**Prompt A:**
In the essay on the Cézanne and Renoir exhibition, how many paintings were put on loan for the show?
**Prompt B:**
Write the next part of the essay on the Cézanne and Renoir exhibition, picking up after its final sentence.

Paul Cézanne and Pierre-Auguste Renoir currently have an extraordinary two-man exhibition at the Mitsubishi Ichigokan Museum in Tokyo.  The Musée de l’Orangerie and the Musée de’Orsay have together put on loan fifty-two paintings by the artists for the exhibition currently at the museum. 

Cézanne and Renoir might seem to be an odd pair for an exhibit together.  The organizers would suggest that painters are both impressionists.  They point out that they both exhibited in the First Impressionist Exhibition of 1874.  Renoir is rightly taken to be an early impressionist.  He is thought especially to capture his subjects and objects in fleeting moments.

But one might wonder whether one ought to place Cézanne among the impressionists.   Is he not more generally thought to be a cubist or at least to be a proto-cubist?  He is known for composing his work with elements that are geometric, and his influence on Georges Braque and Pablo Picaso is undeniable. 

What, then, might Cézanne and Renoir have in common?  I wish to argue that they are both early cubists or, if you prefer, proto-cubists.  Admittedly, terms ending with the suffix “-ist” or “-ism” are notoriously difficult to define.  They too often refer to a rather nebulous range of phenomena.  But I shall use “cubist” merely as a convenient marker for a point that I wish to make. 

I take my marker to be not entirely disengaged from the place that Cézanne and Renoir occupy in art history, however.  We shall see that these artists compose their works with what we generally recognize to be cubist techniques.  Cézanne does so on what one might deem a larger scale though not nearly on the same scale as Picaso or Braque.  Renoir does so on a smaller scale all but unrivaled as far as I know.

**Dataset extract:**
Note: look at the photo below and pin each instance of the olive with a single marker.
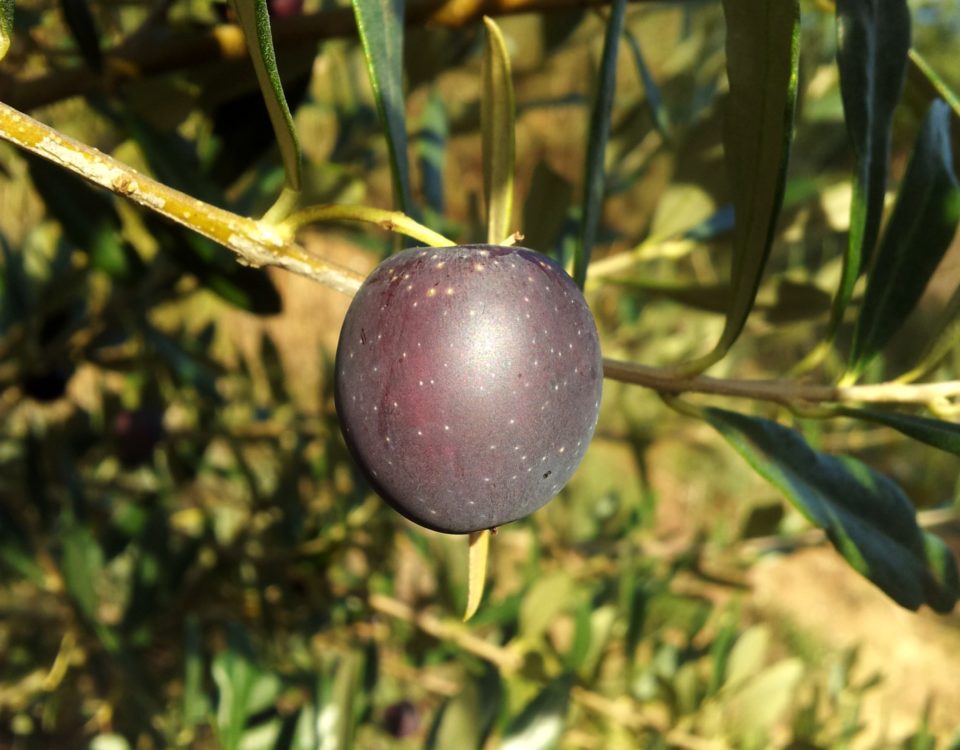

**Reply A:**
Fifty-two paintings.

**Reply B:**
We might perhaps begin with a remark, quoted in the gallery, from the nineteenth century art critic Gustave Geffory.   “Nature,” Geffory said, “joyful and peaceful in Renoir’s work, is solemn and eternal in Cézanne’s.”  I wish to look more closely at the concepts of nature that Geffory observed.  What philosophies underly their approaches to painting and what aesthetic foundations might they have?  

The key to understanding their painterly aesthetics and their implicit philosophies lies, I think, in their brushwork.  Cézanne uses broad, almost blotchy, brushstrokes.  He surely is well known for this technique.  Consider an obvious example from the exhibit.  It is Still life with Soup Tureen (1877): 

Cézanne is famous for his painting of apples.  So let us take a closer look of his portrayal of the apples in this painting: 

In this enlarged photograph one can see more easily the broad, bold, strokes of Cézanne’s brush. They are most apparent in the yellows but also in the reds and oranges.  The basket, too, is composed with similar strokes of light browns of various shades. 

Renoir, on the other hand, uses extremely fine brushstrokes.  They are almost embroidery-like.  We seldom notice his brushstrokes because the eye so easily blends them together almost as if they were the tiny dots of a pointillist painting.  Perhaps the most striking and obvious example from the exhibit is Strawberries (1905):   

If we look closely at them, we can see that the individual strawberries are composed of very thin lines.  Consider the strawberries in the left foreground: 

Renoir is using narrow brushstrokes of white, yellow, and light and dark reds to create the surface of these strawberries.  For their stems he uses in the same technique with white, yellow, and light and dark green.  Please bear in mind, too, that the actual brushstrokes are even more fine because these photographs are magnified.  They have been called feathery or wispy.

But perhaps we ought to compare not apples with strawberries but apples with apples.  Consider Renoir’s Apples and Pears (1895):   

The apple in the foreground is clearly composed of very fine brushstrokes.  The yellows are especially fine though some reds have broader strokes.  But even the broader red strokes hardly compete in size with those of Cézanne.  They are much thinner and longer.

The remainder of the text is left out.